━━━━━ Extracted information ━━━━━

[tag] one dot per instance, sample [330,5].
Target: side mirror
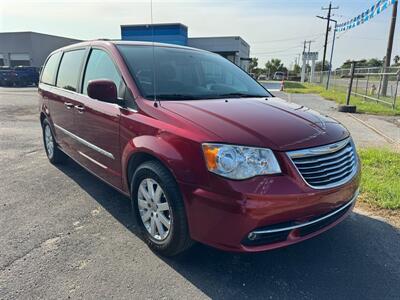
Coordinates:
[103,90]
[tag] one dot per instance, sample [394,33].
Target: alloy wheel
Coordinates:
[154,209]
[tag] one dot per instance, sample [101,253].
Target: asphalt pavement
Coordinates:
[65,234]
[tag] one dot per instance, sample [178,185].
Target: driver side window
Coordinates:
[101,66]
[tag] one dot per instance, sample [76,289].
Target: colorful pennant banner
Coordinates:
[376,9]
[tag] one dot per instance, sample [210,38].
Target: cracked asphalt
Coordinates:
[64,234]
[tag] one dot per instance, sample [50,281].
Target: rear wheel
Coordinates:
[54,154]
[159,209]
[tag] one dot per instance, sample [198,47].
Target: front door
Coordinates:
[98,122]
[63,98]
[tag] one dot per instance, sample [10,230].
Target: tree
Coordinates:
[318,66]
[296,69]
[274,65]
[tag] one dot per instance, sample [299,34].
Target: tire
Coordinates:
[177,239]
[54,154]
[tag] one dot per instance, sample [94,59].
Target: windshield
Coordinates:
[184,74]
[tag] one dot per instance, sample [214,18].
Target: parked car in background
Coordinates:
[262,77]
[26,76]
[204,152]
[279,76]
[19,76]
[7,76]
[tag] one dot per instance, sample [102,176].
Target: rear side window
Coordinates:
[50,70]
[70,68]
[101,66]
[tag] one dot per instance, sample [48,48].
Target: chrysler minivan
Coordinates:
[204,152]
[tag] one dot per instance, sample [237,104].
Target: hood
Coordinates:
[270,122]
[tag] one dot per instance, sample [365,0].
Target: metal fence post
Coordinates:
[395,91]
[353,66]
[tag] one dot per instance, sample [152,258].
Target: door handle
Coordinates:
[80,108]
[68,105]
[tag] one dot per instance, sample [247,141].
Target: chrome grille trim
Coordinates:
[349,203]
[326,166]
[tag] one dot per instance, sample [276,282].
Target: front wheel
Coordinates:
[159,209]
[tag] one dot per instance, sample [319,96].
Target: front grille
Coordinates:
[327,166]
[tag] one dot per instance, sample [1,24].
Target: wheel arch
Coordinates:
[146,148]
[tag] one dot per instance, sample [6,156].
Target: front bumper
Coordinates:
[265,212]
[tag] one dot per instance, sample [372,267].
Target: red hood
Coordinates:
[272,123]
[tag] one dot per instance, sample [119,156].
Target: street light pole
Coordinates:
[330,61]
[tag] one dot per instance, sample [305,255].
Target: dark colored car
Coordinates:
[26,76]
[203,151]
[7,76]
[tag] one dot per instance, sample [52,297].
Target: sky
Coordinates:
[273,28]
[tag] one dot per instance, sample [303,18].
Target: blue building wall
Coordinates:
[163,33]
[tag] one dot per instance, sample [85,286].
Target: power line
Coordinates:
[289,39]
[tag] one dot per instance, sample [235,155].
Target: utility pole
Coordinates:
[309,49]
[389,49]
[328,19]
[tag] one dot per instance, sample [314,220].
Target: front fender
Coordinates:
[181,156]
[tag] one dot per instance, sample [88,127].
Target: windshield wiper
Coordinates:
[173,97]
[241,95]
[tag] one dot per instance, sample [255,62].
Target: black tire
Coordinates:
[57,156]
[178,238]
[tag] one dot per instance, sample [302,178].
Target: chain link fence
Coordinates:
[368,83]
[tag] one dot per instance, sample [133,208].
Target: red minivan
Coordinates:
[204,152]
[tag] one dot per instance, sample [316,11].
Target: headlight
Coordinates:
[239,162]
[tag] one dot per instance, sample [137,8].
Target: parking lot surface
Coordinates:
[65,234]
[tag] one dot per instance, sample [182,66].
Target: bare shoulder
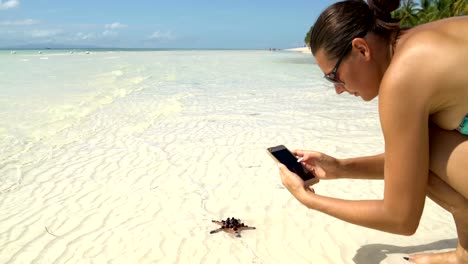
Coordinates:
[428,61]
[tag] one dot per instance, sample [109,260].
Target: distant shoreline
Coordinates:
[305,50]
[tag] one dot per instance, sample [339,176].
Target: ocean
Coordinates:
[127,156]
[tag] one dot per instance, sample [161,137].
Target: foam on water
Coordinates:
[127,156]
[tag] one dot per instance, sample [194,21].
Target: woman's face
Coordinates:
[357,71]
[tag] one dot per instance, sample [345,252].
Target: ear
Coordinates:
[361,45]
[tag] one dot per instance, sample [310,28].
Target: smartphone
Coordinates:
[282,155]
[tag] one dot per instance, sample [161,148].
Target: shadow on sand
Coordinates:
[375,253]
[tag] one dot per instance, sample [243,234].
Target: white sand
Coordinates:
[140,182]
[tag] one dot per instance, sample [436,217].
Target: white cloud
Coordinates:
[115,25]
[84,36]
[158,35]
[45,33]
[24,22]
[7,4]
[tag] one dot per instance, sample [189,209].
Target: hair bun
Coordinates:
[383,7]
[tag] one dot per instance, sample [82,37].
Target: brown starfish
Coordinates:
[231,225]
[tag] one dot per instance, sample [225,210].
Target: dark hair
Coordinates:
[343,21]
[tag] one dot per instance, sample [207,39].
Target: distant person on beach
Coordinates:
[421,78]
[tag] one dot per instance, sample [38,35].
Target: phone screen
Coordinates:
[283,155]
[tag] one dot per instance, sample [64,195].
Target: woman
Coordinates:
[421,78]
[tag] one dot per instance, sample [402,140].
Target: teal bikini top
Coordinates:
[463,127]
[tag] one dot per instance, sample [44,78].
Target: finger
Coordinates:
[283,169]
[298,152]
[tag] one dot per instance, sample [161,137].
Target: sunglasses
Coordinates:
[332,76]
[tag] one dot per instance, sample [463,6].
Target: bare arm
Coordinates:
[404,116]
[369,167]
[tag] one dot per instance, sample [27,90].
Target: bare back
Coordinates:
[446,65]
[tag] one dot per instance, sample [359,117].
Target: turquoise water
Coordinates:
[126,156]
[44,93]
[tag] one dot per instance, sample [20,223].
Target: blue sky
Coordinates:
[251,24]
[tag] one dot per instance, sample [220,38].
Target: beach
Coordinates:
[127,157]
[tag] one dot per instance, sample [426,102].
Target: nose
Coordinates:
[339,89]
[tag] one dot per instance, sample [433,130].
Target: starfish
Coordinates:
[232,226]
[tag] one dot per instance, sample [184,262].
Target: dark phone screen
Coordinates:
[288,159]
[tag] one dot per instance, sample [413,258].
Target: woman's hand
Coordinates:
[321,165]
[293,182]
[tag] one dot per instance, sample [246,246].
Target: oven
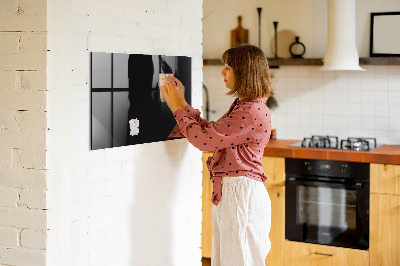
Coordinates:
[327,202]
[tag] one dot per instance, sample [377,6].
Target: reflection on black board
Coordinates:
[127,105]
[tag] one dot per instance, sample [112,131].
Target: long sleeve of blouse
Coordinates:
[195,114]
[238,139]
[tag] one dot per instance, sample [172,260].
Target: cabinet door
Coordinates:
[304,254]
[274,168]
[385,178]
[384,230]
[277,233]
[206,232]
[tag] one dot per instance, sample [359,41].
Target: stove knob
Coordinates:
[343,168]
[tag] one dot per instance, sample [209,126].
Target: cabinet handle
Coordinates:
[324,254]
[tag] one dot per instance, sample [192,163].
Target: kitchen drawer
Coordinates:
[305,254]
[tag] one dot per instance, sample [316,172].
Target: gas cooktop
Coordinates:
[332,142]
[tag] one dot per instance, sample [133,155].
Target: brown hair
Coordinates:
[250,66]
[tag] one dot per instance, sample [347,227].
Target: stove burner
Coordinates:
[332,142]
[328,142]
[358,144]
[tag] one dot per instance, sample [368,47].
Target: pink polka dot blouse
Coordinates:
[238,139]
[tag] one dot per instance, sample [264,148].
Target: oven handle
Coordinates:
[357,185]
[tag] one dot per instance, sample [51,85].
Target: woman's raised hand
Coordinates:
[172,94]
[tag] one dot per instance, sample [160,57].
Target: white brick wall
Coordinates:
[23,132]
[135,205]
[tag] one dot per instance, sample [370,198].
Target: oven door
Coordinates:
[327,213]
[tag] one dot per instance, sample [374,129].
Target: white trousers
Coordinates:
[241,223]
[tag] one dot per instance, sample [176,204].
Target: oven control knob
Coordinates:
[308,166]
[343,168]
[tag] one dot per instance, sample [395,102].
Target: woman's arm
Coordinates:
[193,113]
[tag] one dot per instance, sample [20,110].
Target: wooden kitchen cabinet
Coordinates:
[305,254]
[385,215]
[385,178]
[274,168]
[384,236]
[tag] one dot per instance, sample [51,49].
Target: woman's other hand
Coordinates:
[172,95]
[181,90]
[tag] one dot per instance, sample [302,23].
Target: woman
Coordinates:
[242,208]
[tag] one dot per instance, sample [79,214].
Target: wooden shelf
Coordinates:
[380,61]
[273,63]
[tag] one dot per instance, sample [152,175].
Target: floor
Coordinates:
[206,261]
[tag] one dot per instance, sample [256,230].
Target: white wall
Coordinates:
[23,133]
[311,102]
[134,205]
[306,19]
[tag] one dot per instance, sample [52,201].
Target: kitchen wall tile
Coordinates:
[394,97]
[380,84]
[342,96]
[342,133]
[303,82]
[354,122]
[317,107]
[394,123]
[329,93]
[367,83]
[381,136]
[367,96]
[381,110]
[355,132]
[381,122]
[329,109]
[367,133]
[355,96]
[316,82]
[365,99]
[380,71]
[342,80]
[291,71]
[355,109]
[367,122]
[342,109]
[380,97]
[329,122]
[304,72]
[394,137]
[394,83]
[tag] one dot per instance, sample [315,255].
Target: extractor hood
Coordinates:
[341,51]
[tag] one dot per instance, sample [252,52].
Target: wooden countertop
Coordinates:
[389,154]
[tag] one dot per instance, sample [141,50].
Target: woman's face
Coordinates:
[229,76]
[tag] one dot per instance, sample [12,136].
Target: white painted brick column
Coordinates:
[23,128]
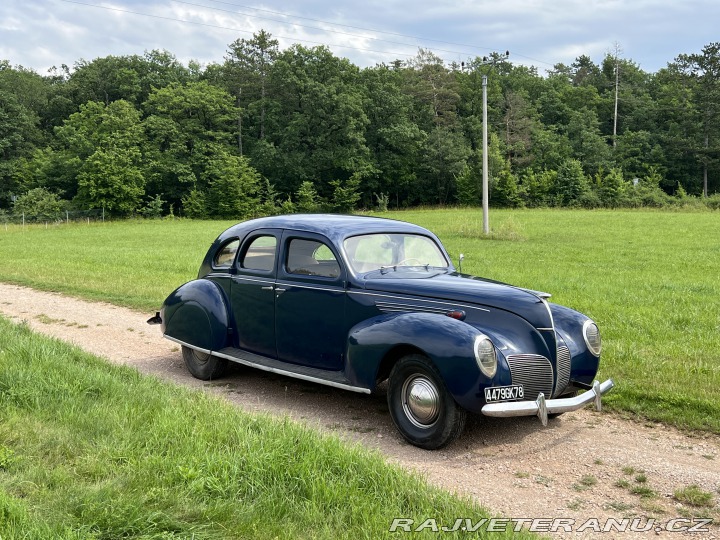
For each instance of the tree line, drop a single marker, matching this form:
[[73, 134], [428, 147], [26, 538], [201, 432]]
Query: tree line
[[268, 130]]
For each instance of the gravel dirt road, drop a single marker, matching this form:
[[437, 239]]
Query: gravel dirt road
[[584, 465]]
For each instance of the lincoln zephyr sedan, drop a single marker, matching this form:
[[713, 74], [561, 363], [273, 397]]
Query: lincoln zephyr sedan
[[351, 302]]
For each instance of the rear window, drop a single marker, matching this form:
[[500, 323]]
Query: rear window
[[260, 255], [226, 254]]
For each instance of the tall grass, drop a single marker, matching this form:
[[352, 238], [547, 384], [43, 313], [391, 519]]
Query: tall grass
[[94, 451], [649, 278]]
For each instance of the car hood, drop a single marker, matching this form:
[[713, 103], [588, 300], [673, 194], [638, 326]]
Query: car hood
[[466, 289]]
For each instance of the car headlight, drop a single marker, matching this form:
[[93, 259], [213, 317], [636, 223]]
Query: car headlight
[[591, 333], [485, 356]]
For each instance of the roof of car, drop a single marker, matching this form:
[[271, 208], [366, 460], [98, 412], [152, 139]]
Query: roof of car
[[335, 226]]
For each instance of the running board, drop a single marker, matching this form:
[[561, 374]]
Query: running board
[[322, 376]]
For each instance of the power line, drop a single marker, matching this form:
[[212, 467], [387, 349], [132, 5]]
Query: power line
[[294, 39], [409, 36], [220, 27]]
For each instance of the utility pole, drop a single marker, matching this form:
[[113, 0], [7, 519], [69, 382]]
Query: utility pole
[[486, 198], [617, 90], [486, 188]]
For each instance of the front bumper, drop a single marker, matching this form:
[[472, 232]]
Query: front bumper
[[541, 407]]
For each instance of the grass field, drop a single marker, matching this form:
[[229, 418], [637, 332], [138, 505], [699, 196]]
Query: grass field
[[91, 451], [650, 280]]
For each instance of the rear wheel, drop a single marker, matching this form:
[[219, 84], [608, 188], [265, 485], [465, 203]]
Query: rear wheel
[[204, 366], [421, 407]]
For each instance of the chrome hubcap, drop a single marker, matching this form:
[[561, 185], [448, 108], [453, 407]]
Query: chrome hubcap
[[421, 401]]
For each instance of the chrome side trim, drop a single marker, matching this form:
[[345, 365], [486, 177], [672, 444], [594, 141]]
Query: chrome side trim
[[293, 375], [304, 286], [256, 280], [419, 300], [543, 407], [390, 307], [206, 351]]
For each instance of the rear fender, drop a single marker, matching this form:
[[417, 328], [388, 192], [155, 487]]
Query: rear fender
[[196, 314]]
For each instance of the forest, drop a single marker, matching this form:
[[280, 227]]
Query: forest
[[265, 130]]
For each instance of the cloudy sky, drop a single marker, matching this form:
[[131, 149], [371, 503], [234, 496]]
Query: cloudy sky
[[39, 34]]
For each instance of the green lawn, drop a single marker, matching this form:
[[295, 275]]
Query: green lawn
[[92, 451], [649, 279]]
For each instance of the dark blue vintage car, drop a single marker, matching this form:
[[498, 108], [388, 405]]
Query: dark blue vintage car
[[353, 301]]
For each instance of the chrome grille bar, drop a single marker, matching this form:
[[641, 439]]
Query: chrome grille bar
[[534, 372], [563, 370]]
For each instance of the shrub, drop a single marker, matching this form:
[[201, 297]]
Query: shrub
[[39, 204]]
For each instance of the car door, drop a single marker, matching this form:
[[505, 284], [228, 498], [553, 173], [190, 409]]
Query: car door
[[253, 292], [310, 302]]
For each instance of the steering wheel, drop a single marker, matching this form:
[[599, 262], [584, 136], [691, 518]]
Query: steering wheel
[[401, 263]]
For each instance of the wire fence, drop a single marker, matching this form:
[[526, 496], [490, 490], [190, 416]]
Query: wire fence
[[53, 218]]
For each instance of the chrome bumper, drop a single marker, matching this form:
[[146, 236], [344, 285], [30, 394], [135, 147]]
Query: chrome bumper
[[541, 407]]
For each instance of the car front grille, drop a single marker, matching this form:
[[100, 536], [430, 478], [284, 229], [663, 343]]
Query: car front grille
[[563, 369], [534, 372]]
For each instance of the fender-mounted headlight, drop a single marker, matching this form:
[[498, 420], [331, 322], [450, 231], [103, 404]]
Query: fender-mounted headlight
[[591, 333], [486, 356]]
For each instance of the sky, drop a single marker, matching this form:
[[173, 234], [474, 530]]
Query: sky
[[39, 34]]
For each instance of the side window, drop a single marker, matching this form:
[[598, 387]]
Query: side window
[[226, 254], [260, 254], [311, 258]]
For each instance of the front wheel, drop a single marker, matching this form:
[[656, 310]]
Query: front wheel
[[203, 366], [421, 407]]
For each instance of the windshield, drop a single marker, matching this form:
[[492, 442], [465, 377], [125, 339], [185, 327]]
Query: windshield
[[375, 251]]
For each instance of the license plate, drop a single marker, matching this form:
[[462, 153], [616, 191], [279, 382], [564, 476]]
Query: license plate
[[504, 393]]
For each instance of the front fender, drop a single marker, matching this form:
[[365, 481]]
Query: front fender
[[196, 313], [448, 342], [569, 326]]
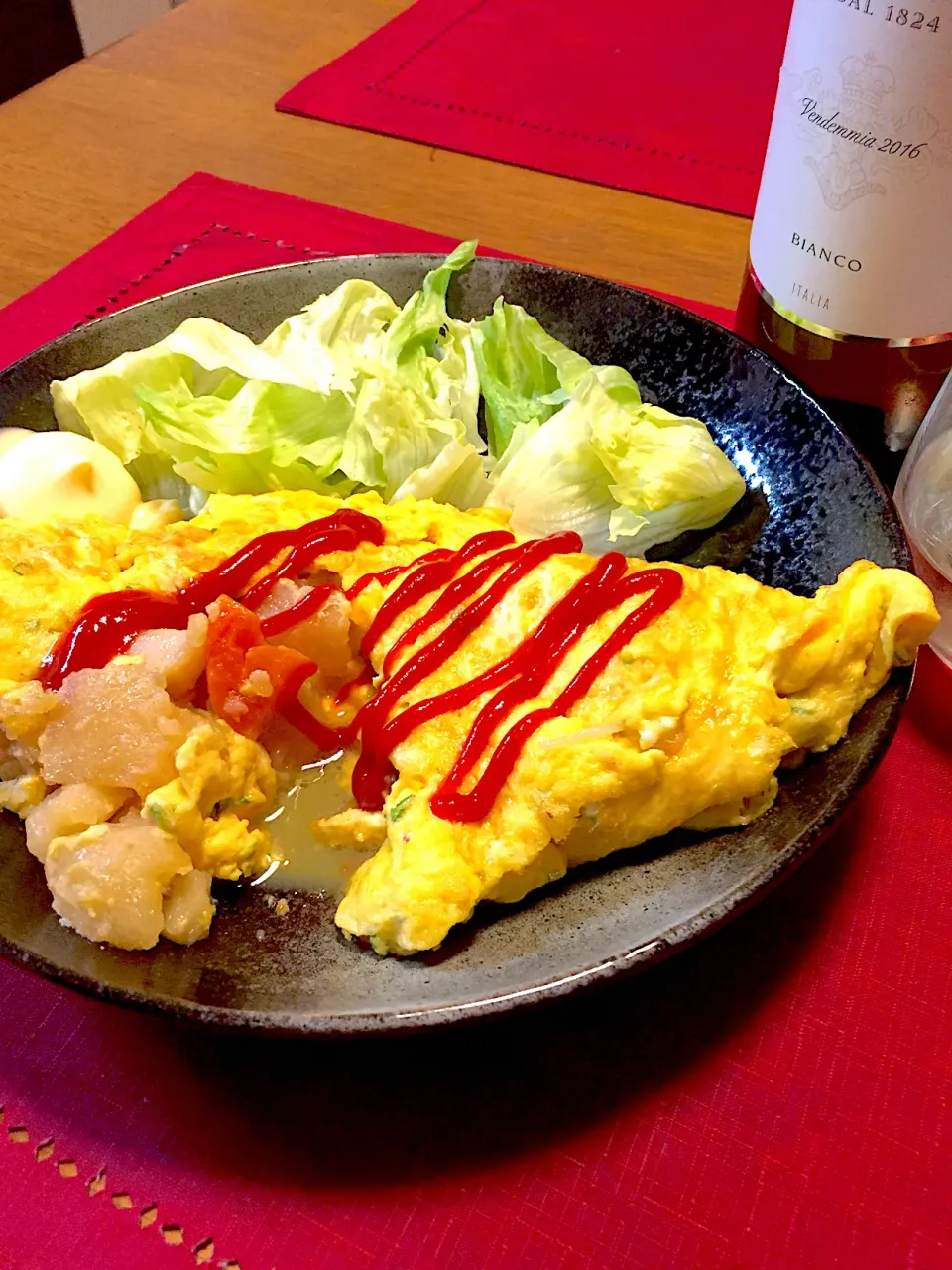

━━━━━

→ **Your objective**: Copy the rows verbatim, from the line with "For each instance of the shrub, drop" to the line with "[[563, 369], [534, 372]]", including both of those lines.

→ **Response to this exercise**:
For each instance of the shrub, drop a single marker, matching this form:
[[201, 297]]
Query: shrub
[[39, 204]]
For each instance of the car door, drop a single marker, matching this form:
[[505, 284], [228, 498], [553, 173], [190, 409]]
Query: car door
[[253, 292], [310, 302]]
For each instance of the steering wheel, drop a single marker, matching this form:
[[599, 262], [584, 136], [691, 518]]
Query: steering wheel
[[401, 263]]
For each instance of the wire fence, drop a single marker, matching this form:
[[526, 496], [490, 490], [190, 416]]
Query: wire fence
[[53, 218]]
For each instance of the chrome bumper, drop a single marker, matching this form:
[[146, 236], [344, 285], [30, 394], [135, 147]]
Query: chrome bumper
[[541, 407]]
For each instance of the car front grille, drop a single marker, matching this form:
[[100, 536], [430, 478], [284, 229], [663, 343]]
Query: car front grille
[[563, 369], [534, 372]]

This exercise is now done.